### Extract provided

Headlines, Latin America & the Caribbean

ARGENTINA: Third Justice on Corruption-Tainted Supreme Court Resigns

Marcela Valente

BUENOS AIRES, Oct 23 2003 (IPS) - The political offensive in Argentina to restore the prestige of the Supreme Court led to the fall of yet another judge, who handed in his resignation Thursday to avoid an imminent impeachment trial for malfeasance.

Judge Guillermo López said he would leave his post on Dec. 1. The announcement came just hours before the start of a meeting of the Chamber of Deputies impeachment commission.

The commission was convened to study the multiple charges against the justice and, if determined to have merit, would then ask the Senate to remove López from the bench.

The chairman of the commission, Deputy Ricardo Falú, said López’s resignation helps to end an era in which ”the executive and judiciary branches exchanged favours to guarantee impunity” for serious crimes – a reference to a number of much-criticised Supreme Court rulings in the 1990s.

López’s decision brings to three the number of justices who have resigned from the nine-member Court, long accused of following the dictates of the government of Carlos Menem (1989-1999). A fourth judge has been suspended.

######

[The request]
Answer these from the article on the Argentine Supreme Court resignation:
1. On what date did Judge Guillermo López say he would leave his post?
2. Who chairs the Chamber of Deputies impeachment commission?
3. How many members sit on the Court?

### Data section

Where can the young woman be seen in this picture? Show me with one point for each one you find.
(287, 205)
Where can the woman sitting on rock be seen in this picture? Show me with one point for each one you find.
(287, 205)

######

[Answer to this exercise]
1. Dec. 1
2. Deputy Ricardo Falú
3. Nine